## Task goal
Copy verbatim the part of the entries below that opens with the line containing "Can you see" and continues through the end of the entries, both ends included.

## The input
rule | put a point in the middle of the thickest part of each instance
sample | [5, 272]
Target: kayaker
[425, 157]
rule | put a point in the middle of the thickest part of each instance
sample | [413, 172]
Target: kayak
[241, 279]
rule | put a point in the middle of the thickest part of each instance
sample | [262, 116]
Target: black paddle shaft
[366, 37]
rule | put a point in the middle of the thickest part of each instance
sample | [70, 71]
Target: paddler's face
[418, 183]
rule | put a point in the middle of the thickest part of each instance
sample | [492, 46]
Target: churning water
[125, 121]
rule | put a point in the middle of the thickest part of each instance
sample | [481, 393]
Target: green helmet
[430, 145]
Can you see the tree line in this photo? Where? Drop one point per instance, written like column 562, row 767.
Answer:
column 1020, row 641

## Task response
Can you see the tree line in this photo? Where? Drop one point per instance, written like column 562, row 767.
Answer:
column 1020, row 641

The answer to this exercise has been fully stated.